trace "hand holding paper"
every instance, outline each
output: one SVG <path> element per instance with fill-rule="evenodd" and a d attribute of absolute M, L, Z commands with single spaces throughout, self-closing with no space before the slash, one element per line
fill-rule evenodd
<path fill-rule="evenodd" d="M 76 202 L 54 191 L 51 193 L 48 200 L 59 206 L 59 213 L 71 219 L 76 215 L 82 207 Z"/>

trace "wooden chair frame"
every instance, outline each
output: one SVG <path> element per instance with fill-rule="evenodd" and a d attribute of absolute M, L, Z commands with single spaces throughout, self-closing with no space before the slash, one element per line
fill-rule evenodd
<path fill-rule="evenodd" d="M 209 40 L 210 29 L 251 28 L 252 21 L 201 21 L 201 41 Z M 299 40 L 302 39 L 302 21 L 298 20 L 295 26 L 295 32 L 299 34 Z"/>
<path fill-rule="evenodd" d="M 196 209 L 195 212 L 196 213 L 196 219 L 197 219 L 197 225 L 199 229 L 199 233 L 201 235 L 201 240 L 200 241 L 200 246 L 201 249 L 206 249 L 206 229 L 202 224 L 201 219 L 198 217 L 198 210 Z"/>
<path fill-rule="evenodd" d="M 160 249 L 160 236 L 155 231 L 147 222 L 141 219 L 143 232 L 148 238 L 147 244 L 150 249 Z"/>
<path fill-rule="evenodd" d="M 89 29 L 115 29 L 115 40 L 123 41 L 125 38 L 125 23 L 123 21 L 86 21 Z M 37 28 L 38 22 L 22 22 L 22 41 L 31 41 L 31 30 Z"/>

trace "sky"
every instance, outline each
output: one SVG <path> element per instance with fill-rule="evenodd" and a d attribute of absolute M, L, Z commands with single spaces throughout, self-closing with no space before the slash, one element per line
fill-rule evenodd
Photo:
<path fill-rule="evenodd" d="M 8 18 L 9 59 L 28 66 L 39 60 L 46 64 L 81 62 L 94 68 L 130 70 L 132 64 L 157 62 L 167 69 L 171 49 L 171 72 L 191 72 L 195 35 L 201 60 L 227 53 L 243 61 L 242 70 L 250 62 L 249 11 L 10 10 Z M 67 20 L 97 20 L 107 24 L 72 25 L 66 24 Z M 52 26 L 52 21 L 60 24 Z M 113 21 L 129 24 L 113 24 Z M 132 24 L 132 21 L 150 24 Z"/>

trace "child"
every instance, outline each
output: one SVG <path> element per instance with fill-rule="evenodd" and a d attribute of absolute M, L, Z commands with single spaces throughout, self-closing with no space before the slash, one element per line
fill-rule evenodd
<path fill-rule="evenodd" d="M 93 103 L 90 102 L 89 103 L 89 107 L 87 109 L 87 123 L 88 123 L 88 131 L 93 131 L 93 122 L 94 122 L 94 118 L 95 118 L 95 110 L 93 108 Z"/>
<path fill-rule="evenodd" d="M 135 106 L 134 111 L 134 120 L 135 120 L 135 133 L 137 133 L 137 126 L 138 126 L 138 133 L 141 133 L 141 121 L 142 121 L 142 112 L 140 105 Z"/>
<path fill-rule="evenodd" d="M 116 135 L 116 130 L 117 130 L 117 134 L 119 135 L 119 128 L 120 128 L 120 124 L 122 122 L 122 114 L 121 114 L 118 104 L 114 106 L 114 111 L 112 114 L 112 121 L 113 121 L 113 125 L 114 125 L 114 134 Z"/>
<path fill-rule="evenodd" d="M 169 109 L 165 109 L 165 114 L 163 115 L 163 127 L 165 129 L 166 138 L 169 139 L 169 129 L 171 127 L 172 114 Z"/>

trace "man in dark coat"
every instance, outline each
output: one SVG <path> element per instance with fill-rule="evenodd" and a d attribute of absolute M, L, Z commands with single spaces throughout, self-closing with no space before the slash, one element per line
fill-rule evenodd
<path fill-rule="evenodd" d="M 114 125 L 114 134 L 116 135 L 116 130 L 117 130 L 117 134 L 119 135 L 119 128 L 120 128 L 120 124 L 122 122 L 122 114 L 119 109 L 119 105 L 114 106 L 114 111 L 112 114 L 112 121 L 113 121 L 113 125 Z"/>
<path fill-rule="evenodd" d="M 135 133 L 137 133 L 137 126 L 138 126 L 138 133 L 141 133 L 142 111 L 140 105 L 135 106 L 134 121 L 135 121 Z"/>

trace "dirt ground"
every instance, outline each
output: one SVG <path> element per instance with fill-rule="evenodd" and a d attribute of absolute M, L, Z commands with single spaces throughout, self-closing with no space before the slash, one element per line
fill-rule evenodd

::::

- Exercise description:
Rewrite all the records above as a JSON list of strings, one string for each line, and leave out blank lines.

- Full output:
[
  "trace \"hand holding paper\"",
  "every instance, outline each",
  "output: one SVG <path> element per instance with fill-rule=\"evenodd\" and a d attribute of absolute M, L, Z commands with single spaces throughout, self-closing with no space before the slash, one element per line",
  "fill-rule evenodd",
  "<path fill-rule=\"evenodd\" d=\"M 76 202 L 54 191 L 51 193 L 48 200 L 59 206 L 59 213 L 71 219 L 76 215 L 82 207 Z\"/>",
  "trace \"wooden chair frame\"",
  "every instance, outline each",
  "output: one SVG <path> element per instance with fill-rule=\"evenodd\" and a d attribute of absolute M, L, Z commands with single spaces throughout, self-closing with no space before the slash, one element per line",
  "fill-rule evenodd",
  "<path fill-rule=\"evenodd\" d=\"M 209 40 L 210 29 L 251 28 L 252 21 L 201 21 L 201 41 Z M 299 40 L 302 39 L 302 21 L 298 20 L 295 26 L 295 32 L 299 34 Z\"/>",
  "<path fill-rule=\"evenodd\" d=\"M 196 209 L 195 212 L 196 213 L 196 219 L 197 219 L 197 225 L 199 229 L 199 233 L 201 235 L 201 240 L 200 241 L 200 246 L 201 249 L 206 249 L 206 229 L 202 224 L 201 219 L 198 217 L 198 210 Z\"/>",
  "<path fill-rule=\"evenodd\" d=\"M 160 249 L 160 236 L 155 231 L 147 222 L 141 219 L 143 232 L 148 238 L 147 244 L 150 249 Z\"/>",
  "<path fill-rule=\"evenodd\" d=\"M 89 29 L 115 29 L 115 40 L 123 41 L 125 38 L 125 23 L 123 21 L 86 21 Z M 37 28 L 38 22 L 22 22 L 22 41 L 31 41 L 31 30 Z\"/>",
  "trace \"sky\"",
  "every instance, outline each",
  "output: one SVG <path> element per instance with fill-rule=\"evenodd\" and a d attribute of absolute M, L, Z commands with single spaces throughout, self-closing with no space before the slash, one element per line",
  "fill-rule evenodd",
  "Photo:",
  "<path fill-rule=\"evenodd\" d=\"M 8 18 L 9 59 L 28 66 L 39 60 L 46 64 L 81 62 L 94 68 L 130 70 L 132 64 L 157 62 L 167 69 L 171 49 L 171 72 L 191 72 L 195 35 L 201 60 L 227 53 L 243 61 L 242 70 L 250 62 L 249 11 L 10 10 Z M 67 20 L 97 20 L 107 24 L 72 25 L 66 24 Z M 52 26 L 52 21 L 60 24 Z M 113 21 L 129 24 L 113 24 Z M 132 24 L 132 21 L 150 24 Z\"/>",
  "trace \"child\"",
  "every instance, outline each",
  "output: one SVG <path> element per instance with fill-rule=\"evenodd\" and a d attribute of absolute M, L, Z commands with single spaces throughout, self-closing with no space before the slash, one element per line",
  "fill-rule evenodd",
  "<path fill-rule=\"evenodd\" d=\"M 93 103 L 90 102 L 89 103 L 89 107 L 87 109 L 87 123 L 88 123 L 88 131 L 93 131 L 93 122 L 94 122 L 94 118 L 95 118 L 95 110 L 93 108 Z\"/>",
  "<path fill-rule=\"evenodd\" d=\"M 135 106 L 134 111 L 134 120 L 135 120 L 135 133 L 137 133 L 137 126 L 138 126 L 138 133 L 141 133 L 141 121 L 142 121 L 142 112 L 140 105 Z\"/>",
  "<path fill-rule=\"evenodd\" d=\"M 116 135 L 116 130 L 117 130 L 117 134 L 119 135 L 119 128 L 120 128 L 120 124 L 122 122 L 122 114 L 121 114 L 118 104 L 114 106 L 114 111 L 112 114 L 112 121 L 113 121 L 113 125 L 114 125 L 114 134 Z\"/>",
  "<path fill-rule=\"evenodd\" d=\"M 169 109 L 165 109 L 165 114 L 163 115 L 163 127 L 165 129 L 166 138 L 169 139 L 169 129 L 171 127 L 172 114 Z\"/>",
  "trace \"man in dark coat\"",
  "every instance, outline each",
  "output: one SVG <path> element per instance with fill-rule=\"evenodd\" and a d attribute of absolute M, L, Z commands with single spaces throughout, self-closing with no space before the slash, one element per line",
  "fill-rule evenodd",
  "<path fill-rule=\"evenodd\" d=\"M 114 125 L 114 134 L 116 135 L 116 130 L 117 130 L 117 134 L 119 135 L 119 128 L 120 128 L 120 124 L 122 122 L 122 114 L 119 109 L 119 105 L 114 106 L 114 111 L 112 114 L 112 121 L 113 121 L 113 125 Z\"/>",
  "<path fill-rule=\"evenodd\" d=\"M 135 133 L 137 133 L 137 126 L 138 126 L 138 133 L 141 133 L 142 111 L 140 105 L 135 106 L 134 121 L 135 121 Z\"/>",
  "trace \"dirt ground\"",
  "every instance, outline each",
  "output: one SVG <path> element per instance with fill-rule=\"evenodd\" and a d attribute of absolute M, L, Z commands with single spaces throughout, self-closing with no space before the slash, one element per line",
  "fill-rule evenodd"
]